= Text excerpt =
····················

Ouch, Dave. I’m pretty sure I did the first such calculation, in my 1998 thesis…

It’s ok.

I’m doing similar calculations in my 2005 thesis.

I think the title will be “How much entanglement can (asymptotically and approximately) fit on the head of a pin?”

Well shit, there I go opening my big fat mouth again. [shovel] But you also did the first work on (2), right? [shovel] And don’t you agree (2) is better than (1)? [shovel] Plust I must admit that one has to do (1) before one even begins to see (2). [exhausted from trying to dig myself out of this hole]

It’s okay, Dave, no need for a shovel; I largely agree with you, and my response was a quick (and not terribly thoughtful) off-the-cuff.

Probably the main difference is that I’m a little less pessimistic than you about the value of calculating entanglement in such systems. If you ask a clever question (i.e., calculate just the right thing), I suspect you may still learn a lot. I agree that most of the papers in this general vein are not asking particularly interesting questions, although they may nonetheless luck upon something interesting.

(As an aside, I note that it’s curious how often in the history of physics simply following one’s nose and calculating has led to interesting general insights. A good example is the universality of the critical exponents in phase transitions, and the fact that the critical exponents are the same on both sides of the critical point.)

····················

= Recorded information =
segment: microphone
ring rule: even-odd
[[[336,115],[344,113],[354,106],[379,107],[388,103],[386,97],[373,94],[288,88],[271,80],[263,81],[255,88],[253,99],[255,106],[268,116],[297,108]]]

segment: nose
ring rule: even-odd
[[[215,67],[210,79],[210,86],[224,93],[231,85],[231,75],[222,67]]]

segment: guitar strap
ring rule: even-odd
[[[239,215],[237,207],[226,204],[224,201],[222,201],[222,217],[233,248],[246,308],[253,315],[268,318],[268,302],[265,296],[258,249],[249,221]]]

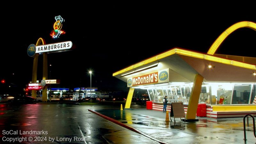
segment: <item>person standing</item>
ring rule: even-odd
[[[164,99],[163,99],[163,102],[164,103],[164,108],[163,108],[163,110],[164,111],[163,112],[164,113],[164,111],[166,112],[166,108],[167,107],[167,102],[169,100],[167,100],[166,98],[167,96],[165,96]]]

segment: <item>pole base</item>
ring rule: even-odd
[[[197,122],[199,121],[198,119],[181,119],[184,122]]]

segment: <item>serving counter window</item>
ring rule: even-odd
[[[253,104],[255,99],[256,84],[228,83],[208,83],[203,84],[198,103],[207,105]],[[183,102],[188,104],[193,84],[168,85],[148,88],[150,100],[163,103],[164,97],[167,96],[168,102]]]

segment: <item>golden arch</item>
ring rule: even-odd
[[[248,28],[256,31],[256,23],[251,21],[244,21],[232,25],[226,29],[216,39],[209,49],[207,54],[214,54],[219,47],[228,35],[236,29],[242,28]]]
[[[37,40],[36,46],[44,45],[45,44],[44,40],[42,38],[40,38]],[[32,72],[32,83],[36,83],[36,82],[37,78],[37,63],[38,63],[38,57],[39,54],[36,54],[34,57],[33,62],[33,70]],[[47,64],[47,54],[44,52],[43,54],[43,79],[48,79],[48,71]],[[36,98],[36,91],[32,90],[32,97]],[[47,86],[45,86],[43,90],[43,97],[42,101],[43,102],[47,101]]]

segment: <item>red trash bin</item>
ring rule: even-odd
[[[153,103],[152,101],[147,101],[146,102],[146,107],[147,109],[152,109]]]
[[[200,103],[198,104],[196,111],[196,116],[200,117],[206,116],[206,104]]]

····················

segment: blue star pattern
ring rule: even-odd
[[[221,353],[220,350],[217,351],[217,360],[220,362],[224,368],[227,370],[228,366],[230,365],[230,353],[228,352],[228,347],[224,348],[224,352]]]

····················

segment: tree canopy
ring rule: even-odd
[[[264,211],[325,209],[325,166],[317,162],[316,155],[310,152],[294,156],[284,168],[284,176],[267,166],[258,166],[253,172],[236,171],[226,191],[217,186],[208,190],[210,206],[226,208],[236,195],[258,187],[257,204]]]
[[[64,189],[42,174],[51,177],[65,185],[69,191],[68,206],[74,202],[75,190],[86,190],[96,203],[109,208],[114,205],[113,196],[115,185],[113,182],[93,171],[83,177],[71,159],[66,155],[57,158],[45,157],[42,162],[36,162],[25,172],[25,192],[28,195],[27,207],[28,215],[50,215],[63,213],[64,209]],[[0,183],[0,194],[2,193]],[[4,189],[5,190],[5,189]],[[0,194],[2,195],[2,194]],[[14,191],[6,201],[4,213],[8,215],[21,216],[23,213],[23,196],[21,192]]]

····················

= Task details =
Please copy the entanglement discussion word for word from "It’s okay, Dave, no" up to and including "upon something interesting.". The lines play no part in what is asked here.

= Exercise response =
It’s okay, Dave, no need for a shovel; I largely agree with you, and my response was a quick (and not terribly thoughtful) off-the-cuff.

Probably the main difference is that I’m a little less pessimistic than you about the value of calculating entanglement in such systems. If you ask a clever question (i.e., calculate just the right thing), I suspect you may still learn a lot. I agree that most of the papers in this general vein are not asking particularly interesting questions, although they may nonetheless luck upon something interesting.